**INFORMATION:**
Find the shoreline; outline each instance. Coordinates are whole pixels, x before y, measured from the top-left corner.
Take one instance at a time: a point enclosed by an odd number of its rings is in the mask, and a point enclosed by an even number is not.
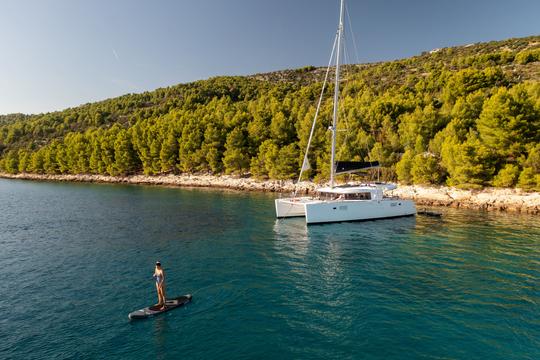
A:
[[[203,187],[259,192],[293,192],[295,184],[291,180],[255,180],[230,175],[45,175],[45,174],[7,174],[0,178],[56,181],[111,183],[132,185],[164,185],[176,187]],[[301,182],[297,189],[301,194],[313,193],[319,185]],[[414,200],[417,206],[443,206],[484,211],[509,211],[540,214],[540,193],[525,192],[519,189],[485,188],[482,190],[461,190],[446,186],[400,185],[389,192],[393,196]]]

==

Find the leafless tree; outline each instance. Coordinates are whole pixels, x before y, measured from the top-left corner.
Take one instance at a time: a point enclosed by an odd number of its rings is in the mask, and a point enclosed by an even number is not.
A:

**TASK DETAILS:**
Locate the word "outline" in the records and collect each line it appears in.

**FINISHED TASK:**
Find the shoreline; outline each instance. Coordinates are whole pixels, x before y, measured from the top-left corner.
Find the leafless tree; outline each instance. Coordinates are whole pixels, x before y, measured from the top-left corner.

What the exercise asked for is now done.